ACTIVITIES:
1/ Do these statements agree with the passage on filer architecture? (a) Under the proposal, an LAF would need at least $2 billion in public float. (b) Under the proposal, management at NAFs would no longer perform an annual ICFR assessment. (c) NAFs would have to file three years of audited financial statements. Answer yes or no for each, and quote the deciding words.
2/ Which filer categories or statuses does the passage on filer architecture name? List all of them.
3/ Retype the passage on filer architecture, beginning at the words "Release No. 33-11419 also" and stopping after "Versus Performance disclosures.".

GIVEN TEXT:
Rationalizing Filer Architecture & Disclosure Tiers
As our previous client alert explains in more detail, Release No. 33-11419 proposes to establish a two-tier regime by eliminating the middle-tier “accelerated filer” status. The SEC’s stated objective is to simplify the complex filer status framework and reduce compliance costs that pose a significant barrier to becoming a public company, thereby encouraging more companies to go and stay public. Under the proposed framework, issuers would evaluate their compliance obligations based on two categories: LAFs, defined as an issuer with at least $2 billion in public float (raised from the current $700 million) and 60 months of reporting history (increased from 12 months); and NAFs, any company with less than $2 billion in public float.
NAFs would receive exemption from the Section 404(b) auditor attestation requirement. Management would still perform its annual ICFR assessment under Section 404(a), but an independent audit of that assessment would no longer be required. The SEC estimates that approximately 81 percent of current public companies would qualify as NAFs under the new framework.
Notably, “NAF” would become a new category under the proposal. Currently, the term is used informally to refer to issuers that are not an LAF, an accelerated filer, or a Smaller Reporting Company (SRC). Under the new framework, any issuer that is not an LAF would automatically qualify as an NAF. NAFs would receive the scaled disclosure accommodations currently available to Smaller Reporting Companies and Emerging Growth Companies, and would serve as an ‘on-ramp’ for emerging companies to scale up to prior to being subjected to more detailed disclosure obligations applicable to LAFs.
Release No. 33-11419 also proposes to extend existing scaled disclosure accommodations to the entire NAF designation. These accommodations are currently fragmented across SRC and Emerging Growth Company (EGC) definitions, both of which would be eliminated as separate filer categories under the proposal. NAFs could present streamlined executive compensation tables, file two years of audited financial statements rather than three, and present simplified Management’s Discussion and Analysis (MD&A) sections. NAFs would also receive exemptions from Say-on-Pay, Pay Ratio, and Pay Versus Performance disclosures.

(Data records)

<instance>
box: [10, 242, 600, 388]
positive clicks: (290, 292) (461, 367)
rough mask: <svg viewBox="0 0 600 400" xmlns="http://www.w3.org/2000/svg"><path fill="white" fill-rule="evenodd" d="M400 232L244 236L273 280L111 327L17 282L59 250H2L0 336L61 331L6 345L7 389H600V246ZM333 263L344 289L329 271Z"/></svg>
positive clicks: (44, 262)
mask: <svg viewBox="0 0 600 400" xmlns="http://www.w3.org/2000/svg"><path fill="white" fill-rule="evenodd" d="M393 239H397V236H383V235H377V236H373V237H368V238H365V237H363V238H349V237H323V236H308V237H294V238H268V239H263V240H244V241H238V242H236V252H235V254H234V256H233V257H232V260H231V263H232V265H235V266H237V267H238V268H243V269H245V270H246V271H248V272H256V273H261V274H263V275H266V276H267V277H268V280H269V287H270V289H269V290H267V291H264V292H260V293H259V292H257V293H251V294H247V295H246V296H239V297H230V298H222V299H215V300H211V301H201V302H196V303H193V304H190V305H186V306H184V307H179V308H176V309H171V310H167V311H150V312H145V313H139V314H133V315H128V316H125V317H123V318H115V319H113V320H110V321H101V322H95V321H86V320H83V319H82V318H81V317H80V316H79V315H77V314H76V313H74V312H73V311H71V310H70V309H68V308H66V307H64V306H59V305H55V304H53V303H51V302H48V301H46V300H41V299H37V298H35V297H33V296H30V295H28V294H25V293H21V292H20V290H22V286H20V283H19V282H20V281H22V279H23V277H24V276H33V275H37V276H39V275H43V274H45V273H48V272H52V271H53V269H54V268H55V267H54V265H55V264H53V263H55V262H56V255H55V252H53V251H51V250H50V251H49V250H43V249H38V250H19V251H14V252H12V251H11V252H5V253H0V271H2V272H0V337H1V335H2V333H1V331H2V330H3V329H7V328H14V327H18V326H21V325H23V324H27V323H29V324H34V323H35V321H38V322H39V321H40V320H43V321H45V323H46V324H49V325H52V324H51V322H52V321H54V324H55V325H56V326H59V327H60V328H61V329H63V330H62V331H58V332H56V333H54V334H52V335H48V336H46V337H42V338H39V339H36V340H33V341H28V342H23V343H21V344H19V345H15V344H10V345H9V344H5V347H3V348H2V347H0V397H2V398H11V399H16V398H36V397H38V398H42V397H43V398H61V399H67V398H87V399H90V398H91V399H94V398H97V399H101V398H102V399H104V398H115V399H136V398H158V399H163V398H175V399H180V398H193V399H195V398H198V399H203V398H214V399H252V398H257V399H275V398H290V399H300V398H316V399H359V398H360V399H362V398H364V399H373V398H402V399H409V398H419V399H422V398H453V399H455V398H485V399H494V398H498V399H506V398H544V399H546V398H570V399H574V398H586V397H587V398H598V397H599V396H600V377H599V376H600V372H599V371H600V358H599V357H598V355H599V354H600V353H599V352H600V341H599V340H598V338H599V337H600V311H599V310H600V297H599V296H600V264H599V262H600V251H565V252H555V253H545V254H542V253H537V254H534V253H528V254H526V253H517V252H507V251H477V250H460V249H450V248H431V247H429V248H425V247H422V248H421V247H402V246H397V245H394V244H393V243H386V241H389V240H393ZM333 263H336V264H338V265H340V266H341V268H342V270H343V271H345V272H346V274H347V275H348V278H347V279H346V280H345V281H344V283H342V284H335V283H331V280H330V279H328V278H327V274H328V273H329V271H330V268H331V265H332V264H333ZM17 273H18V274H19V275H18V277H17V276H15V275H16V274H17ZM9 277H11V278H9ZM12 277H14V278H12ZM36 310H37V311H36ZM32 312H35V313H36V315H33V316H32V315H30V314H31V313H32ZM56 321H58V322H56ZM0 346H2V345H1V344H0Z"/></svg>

PER-TASK ANSWERS:
1/
(a) Yes: "at least $2 billion in public float (raised from the current $700 million)"
(b) No: "Management would still perform its annual ICFR assessment under Section 404(a)"
(c) No: "file two years of audited financial statements rather than three"

2/
- Accelerated filer
- LAF
- NAF
- Smaller Reporting Company (SRC)
- Emerging Growth Company (EGC)

3/
Release No. 33-11419 also proposes to extend existing scaled disclosure accommodations to the entire NAF designation. These accommodations are currently fragmented across SRC and Emerging Growth Company (EGC) definitions, both of which would be eliminated as separate filer categories under the proposal. NAFs could present streamlined executive compensation tables, file two years of audited financial statements rather than three, and present simplified Management’s Discussion and Analysis (MD&A) sections. NAFs would also receive exemptions from Say-on-Pay, Pay Ratio, and Pay Versus Performance disclosures.